» Seçilmiş Metin
┌────────
AKP Genel Başkan Yardımcısı Hüseyin Çelik, gündeme ilişkin ilginç değerlendirmelerde bulundu.

 

-"ÖZEL YETKİLİ MAHKEMELERİN SADECE ADI DEĞİŞECEK" İTİRAFI-

TV 8 canlı yayınına katılan AKP Genel Başkan Yardımcısı Hüseyin Çelik, son dönem yargı alanında yaşanan gelişmelerle ilgili olarak AKP’nin yargının elini zayıflatacak uygulamalardan kaçındığını belirtti. “AK Parti terör ile mücadele konusunda, darbeciler ile mücadele konusunda organize suç örgütleri ile mücadele konusunda yargının elini zayıflatacak bir uygulamaya imza atmadı, atmayacak” diye Çelik, Özel Yetkili Mahkemelerle ilgili yapılacak düzenlemelerin şu anda görülmekte olan davalar nedeniyle kritik öneme sahip olduğunu söyledi. Özel Yetkili Mahkemeler'e olan ihtiyacın bugünün şartlarında oluşturulacak farklı mekanizmalar sayesinde ortadan kalkabileceğini söyleyen Çelik, “Türkiye’de eğer darbecilik virüsü, organize suç örgütleri ile etkin mücadele etme endişesi olmasaydı bu düzenleme çok kolay yapılabilir. İki cümle bir şey yazarsın, Özel Yetkili Mahkeme kalkar. Eskiden DGM’ler vardı. Onlar siyasi mahkemeydi, bu adli mahkemedir. Bu bir ihtiyaçtı ama bugün bu ihtiyaç başka türlü görülerek ve bu mücadeleyi devam ettirecek mekanizmalar oluşturularak bu mahkemeler kaldırılabilir. ÖYM’ler kalkınca meydan bize kaldı diyenler boşa sevinmesin” diye konuştu.

 

 -“İLKELERİMİZİ BENİMSERLERSE KAPIMIZ AÇIK”-

Çelik, bugün bir gazetede yer alan Has Parti Genel Başkanı Numan Kurtulmuş ile DP eski Genel Başkanı Süleyman Soylu’nun AKP’ye geçeceği iddialarının hatırlatılması üzerine, iki ismin AKP’nin ilkelerini benimsemesi şartıyla kapılarının kendilerine sonuna kadar açık olduğunu bildirdi. Soylu’nun DYP döneminde kendisinin yakın arkadaşı olduğunu, Kurtulmuş ve Soylu’nun genel başkanlık dönemlerinde Başbakan Recep Tayyip Erdoğan’a yönelik hoş olmayan sözler söylediğini belirten Çelik, “Eğer Sayın Kurtulmuş ve Soylu, ‘Arkadaşlar bizim o gün söylediklerimiz yanlıştı. Doğru siyasi yol burasıdır’ deyip bizim kapımızı çalarlarsa, kapımız her zaman açıktır. Bu şekilde gelirlerse hoş geldiniz deriz” dedi.
└────────
» Veri Kayıtları
┌────────
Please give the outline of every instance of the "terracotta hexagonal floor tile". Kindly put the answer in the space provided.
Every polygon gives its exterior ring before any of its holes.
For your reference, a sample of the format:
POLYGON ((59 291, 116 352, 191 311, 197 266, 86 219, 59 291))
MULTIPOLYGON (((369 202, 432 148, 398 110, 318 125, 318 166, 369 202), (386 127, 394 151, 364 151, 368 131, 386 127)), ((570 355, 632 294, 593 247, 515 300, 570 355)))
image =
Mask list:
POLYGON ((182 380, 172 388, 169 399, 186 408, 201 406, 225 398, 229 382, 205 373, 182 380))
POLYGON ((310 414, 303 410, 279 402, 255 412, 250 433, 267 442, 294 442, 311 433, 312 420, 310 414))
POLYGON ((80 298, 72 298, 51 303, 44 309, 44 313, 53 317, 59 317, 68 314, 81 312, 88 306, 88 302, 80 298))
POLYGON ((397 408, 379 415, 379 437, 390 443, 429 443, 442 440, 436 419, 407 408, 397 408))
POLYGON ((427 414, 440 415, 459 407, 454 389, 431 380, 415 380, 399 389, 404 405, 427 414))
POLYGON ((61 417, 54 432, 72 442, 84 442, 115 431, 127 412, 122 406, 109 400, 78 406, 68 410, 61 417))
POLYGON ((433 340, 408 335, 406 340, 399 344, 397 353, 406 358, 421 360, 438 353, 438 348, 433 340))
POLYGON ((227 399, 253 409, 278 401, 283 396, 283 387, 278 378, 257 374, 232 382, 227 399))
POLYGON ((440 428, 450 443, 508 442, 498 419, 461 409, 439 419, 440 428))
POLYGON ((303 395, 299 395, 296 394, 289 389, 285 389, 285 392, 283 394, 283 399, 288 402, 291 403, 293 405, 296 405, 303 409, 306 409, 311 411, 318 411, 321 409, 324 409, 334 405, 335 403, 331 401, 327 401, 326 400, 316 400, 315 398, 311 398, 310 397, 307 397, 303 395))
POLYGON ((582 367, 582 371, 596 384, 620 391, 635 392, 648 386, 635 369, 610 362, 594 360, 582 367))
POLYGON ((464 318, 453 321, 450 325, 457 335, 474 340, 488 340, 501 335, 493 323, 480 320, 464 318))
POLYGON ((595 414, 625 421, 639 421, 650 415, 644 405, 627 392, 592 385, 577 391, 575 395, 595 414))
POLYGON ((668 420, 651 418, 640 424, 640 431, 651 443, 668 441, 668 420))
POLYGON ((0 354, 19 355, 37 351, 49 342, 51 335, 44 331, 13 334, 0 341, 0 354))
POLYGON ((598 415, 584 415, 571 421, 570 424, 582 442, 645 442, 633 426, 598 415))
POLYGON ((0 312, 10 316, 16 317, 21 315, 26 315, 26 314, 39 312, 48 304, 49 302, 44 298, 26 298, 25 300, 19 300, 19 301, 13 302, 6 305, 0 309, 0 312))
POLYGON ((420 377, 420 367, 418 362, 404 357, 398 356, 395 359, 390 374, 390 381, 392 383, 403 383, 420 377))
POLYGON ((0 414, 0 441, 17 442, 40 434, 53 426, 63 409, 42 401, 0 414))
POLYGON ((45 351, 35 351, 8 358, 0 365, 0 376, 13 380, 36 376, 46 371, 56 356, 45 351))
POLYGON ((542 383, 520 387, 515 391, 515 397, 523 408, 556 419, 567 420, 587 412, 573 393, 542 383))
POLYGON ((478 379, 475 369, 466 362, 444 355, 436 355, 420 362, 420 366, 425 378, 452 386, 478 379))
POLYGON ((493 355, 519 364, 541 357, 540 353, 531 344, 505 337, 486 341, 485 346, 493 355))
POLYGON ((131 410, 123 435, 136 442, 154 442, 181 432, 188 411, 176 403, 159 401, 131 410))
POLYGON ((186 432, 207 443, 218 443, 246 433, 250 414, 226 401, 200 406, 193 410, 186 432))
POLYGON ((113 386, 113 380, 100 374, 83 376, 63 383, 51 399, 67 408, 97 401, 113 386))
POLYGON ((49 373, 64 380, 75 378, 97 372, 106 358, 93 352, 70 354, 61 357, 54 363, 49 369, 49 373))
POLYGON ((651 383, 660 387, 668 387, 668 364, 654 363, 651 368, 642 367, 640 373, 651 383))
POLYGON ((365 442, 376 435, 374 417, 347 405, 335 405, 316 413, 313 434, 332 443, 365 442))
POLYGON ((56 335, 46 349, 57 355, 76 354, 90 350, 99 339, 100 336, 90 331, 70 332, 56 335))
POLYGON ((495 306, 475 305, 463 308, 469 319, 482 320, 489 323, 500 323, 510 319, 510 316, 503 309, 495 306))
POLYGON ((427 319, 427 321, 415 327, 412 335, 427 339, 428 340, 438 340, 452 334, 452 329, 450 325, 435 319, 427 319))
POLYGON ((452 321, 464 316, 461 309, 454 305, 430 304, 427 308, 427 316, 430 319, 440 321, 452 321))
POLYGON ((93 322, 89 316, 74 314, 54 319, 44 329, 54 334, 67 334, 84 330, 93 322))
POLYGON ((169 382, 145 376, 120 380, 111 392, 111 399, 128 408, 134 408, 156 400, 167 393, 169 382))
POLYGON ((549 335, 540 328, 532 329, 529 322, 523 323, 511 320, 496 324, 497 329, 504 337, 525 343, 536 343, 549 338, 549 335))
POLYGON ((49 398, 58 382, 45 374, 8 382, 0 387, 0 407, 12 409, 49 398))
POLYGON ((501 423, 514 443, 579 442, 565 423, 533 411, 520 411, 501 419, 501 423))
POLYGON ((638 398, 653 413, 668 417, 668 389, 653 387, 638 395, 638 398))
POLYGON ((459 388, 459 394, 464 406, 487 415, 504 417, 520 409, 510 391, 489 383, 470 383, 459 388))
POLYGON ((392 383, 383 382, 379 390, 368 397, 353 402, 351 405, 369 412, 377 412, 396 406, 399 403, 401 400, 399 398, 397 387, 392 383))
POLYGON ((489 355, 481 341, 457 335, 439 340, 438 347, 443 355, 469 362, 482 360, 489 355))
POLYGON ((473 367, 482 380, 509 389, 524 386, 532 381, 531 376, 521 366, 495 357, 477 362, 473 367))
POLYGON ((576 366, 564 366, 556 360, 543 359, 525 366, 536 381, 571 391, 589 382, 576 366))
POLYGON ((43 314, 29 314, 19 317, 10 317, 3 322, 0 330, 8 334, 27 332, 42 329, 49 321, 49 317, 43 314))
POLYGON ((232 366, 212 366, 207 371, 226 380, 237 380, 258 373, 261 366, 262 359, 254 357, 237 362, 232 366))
└────────
» Verilen Görev 1
Hüseyin Çelik'in açıklamalarını aktaran haber metninde adı geçen kişilerin hepsini sıralayın.
» Verilen Görev 2
Hüseyin Çelik'in açıklamalarını aktaran haber metnine göre Çelik, DGM'leri Özel Yetkili Mahkemelerden hangi yönüyle ayırıyor?
» Verilen Görev 3
Hüseyin Çelik'in açıklamalarını aktaran haber metnini son cümlesinden itibaren devam ettirin.

» Görev Yanıtı 1
Hüseyin Çelik, Numan Kurtulmuş, Süleyman Soylu, Recep Tayyip Erdoğan

» Görev Yanıtı 2
Çelik'e göre DGM'ler siyasi mahkemeydi, Özel Yetkili Mahkemeler ise adli mahkemedir.

» Görev Yanıtı 3
 

-“KİMSENİN ŞAMAROĞLANI DEĞİLİZ”-

Suriye’nin Türk savaş uçağını düşürmesiyle başlayan süreci de değerlendiren Çelik, Türkiye’nin misilleme hakkını saklı tuttuğunu ama bunun Suriye’ye savaş ilan etmek anlamına gelmediğini söyledi.

 

Türkiye’nin “Kimsenin gazına gelmeyeceğini” iddia eden Çelik, “Uçağımızı düşüren Suriye’ye misilleme yapmak, tazminat talebinde bulunmak, özür dilemeye mecbur kılmak demek hemen uçaklarımızın gidip Şam’ı Halep’i bombalaması anlamına gelmiyor. Biz kimsenin şamar oğlanına falan dönmüş değiliz” ifadelerini kullandı.

 

Bazı çevrelerin ağır şekilde eleştirdiği ve vatan haini ilan ettiği Enver Paşa’nın büyük bir vatanperver olduğuna inandığını kaydeden Çelik, Enver Paşa ve ittihatçıların temel probleminin duygularını akıllarının önüne geçirmek olduğunu, bu düşünce tarzının ülkeleri felakete sürükleyeceğini savundu. Çelik, “Akıllı-cesur zarar görmez fakat akılsız cesaretin diğer adı Don Kişot’luktur. Türk dış politikasının Suriye ile ilgili durumu akıllı ve cesurdur. Akılsız cesur olursanız akıbetiniz yel değirmenlerine yem olmak olur” diye konuştu. Türkiye’nin itidalle konuya yaklaştığını söyleyen Çelik, “Kimse bu olayda Türkiye’nin bunu sineye çekeceğini, üzerine bir bardak su içeceğini düşünmesin. Bu olayı sineye çekmeyiz, bir bardak soğuk su da içmeyiz” ifadelerini kullandı.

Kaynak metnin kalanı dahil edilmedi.